• [EXCERPT]
::::::
Twitter now has 75M users; most asleep at the mouse

Though Twitter is still getting newbie users, many are inactive

The number of Twitter users has climbed to a lofty 75 million, but the growth rate of new users is slowing and a lot of current Twitterers are inactive, according to a study released today.

The rate of new user growth peaked last July at about 7.8 million a month. That number has dropped to about 6.2 million new users a month now, according to a study from RJMetrics Inc., which develops online metric analysis software. The past six months, the study also noted, have seen a steady falloff in the number of new accounts.

"When you look at new account registrations, no one can deny that Twitter is still growing like a rocket ship. That's good," wrote Robert J. Moore, CEO and founder of RJMetrics. "However, upon closer inspection, the rate of new user sign-ups has dropped meaningfully from its peak and many new users never do anything with their accounts. That's bad. Furthermore, the percentage of accounts sending out tweets has steadily declined over the past six months. That's worse."

Actually, the study shows that a lot of Twitter accounts aren't active, and the number of accounts that sent even one tweet in a given month hit an all-time low in December.

According to the findings, only 17% of all Twitter accounts Twittered last month. That's down from more than 70% in early 2007 when Twitter was a fledgling company with far, far fewer users.

However, because of Twitter's "rapid user growth," Moore noted, there are still more Twitterers than ever before, even though only 17% of the accounts tweeted last month.

Twitter, according to the report, has between 10 million and 15 million active tweeters.

Today's RJMetrics study echoes a report released last week by HubSpot, a Cambridge, Mass.-based Web analytics company, which found that the number of users joining Twitter started to drop off dramatically last fall. While Twitter grew rapidly during the past couple of years, HubSpot said in its latest "State of the Twittersphere" report that the company's growth rate dropped to 3.5% in October, compared to 13% just seven months earlier.
::::::
• [WORK INSTRUCTIONS]
A - In the article on Twitter's user numbers, what percentage of all Twitter accounts sent a tweet last month?
B - Pick up the article on Twitter's user numbers after its final sentence and write the next part.
The data after this point is separate from the article on Twitter's user numbers.

• [GIVEN DATA]
::::::
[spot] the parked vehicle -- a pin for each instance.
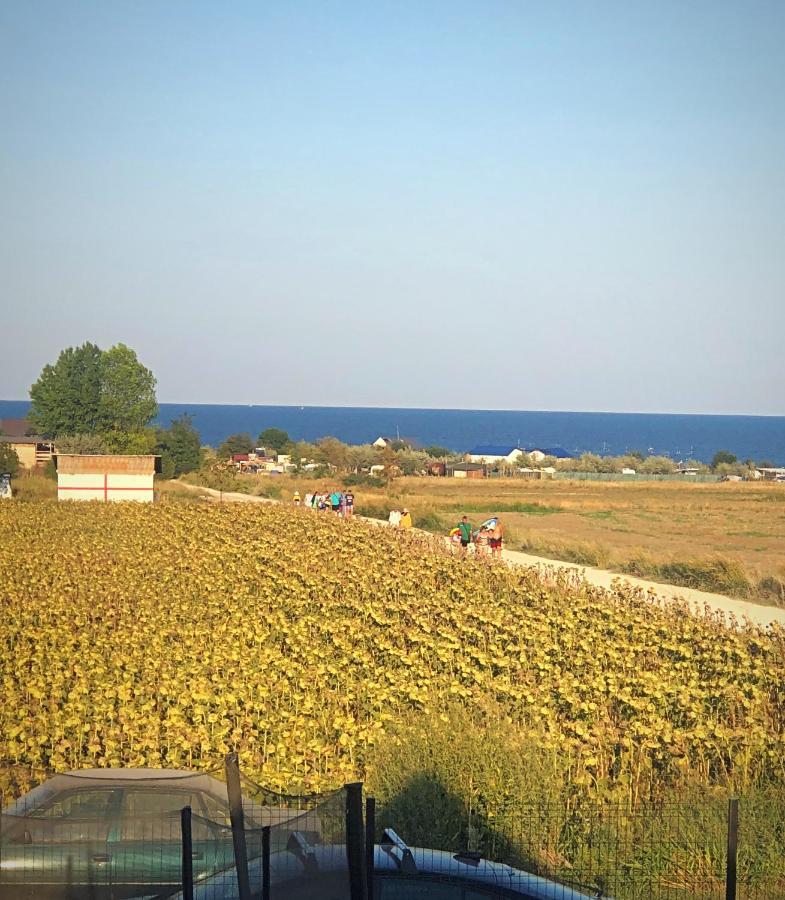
::::::
• [RESULTS BY TASK]
A - Only 17% of all Twitter accounts tweeted last month.

B -
This slowing growth rate stands in stark contrast to the microblogging site's staggering growth numbers just a year ago.

Last April, Web analytics firm ComScore Inc. reported that the number of people using Twitter in February 2009 had jumped a dramatic 700% compared to the same month in 2008.

Twitter also saw a 131% increase in U.S. visitors from February to March of last year, according to another study by ComScore, which reported that Twitter had 9.3 million visitors in March of 2009 -- a whopping 5 million more than it had the month before.

According to today's RJMetrics report, people who have joined Twitter aren't creating much of a presence there. The average Twitter user has 27 followers, which is down from 42 followers in August, according to the new study. About 25% of users have no followers at all; that's up from 20% with no followers last August. Upward of 40% of users only have one to five followers.

"A third of Twitter's user base has joined up in the past four months, and we know that users acquire more followers the longer they are on the system," wrote Moore in the report. However, he added that it's "impossible" to tell at this point if so many users have few followers because they're new to the site or because they're simply not engaged.

And a lack of engagement is showing up.

The study noted that about 80% of all Twitter users have tweeted fewer than 10 times, up five percentage points from just five months ago.

Moore pointed out in the report that if new Twitter users stick with the microblogging service through just one week, they have a much higher rate of engagement with the site over time.

Sharon Gaudin covers the Internet and Web 2.0, emerging technologies, and desktop and laptop chips for Computerworld. Follow Sharon on Twitter at @sgaudin, send e-mail to sgaudin@computerworld.com or subscribe to Sharon's RSS feed .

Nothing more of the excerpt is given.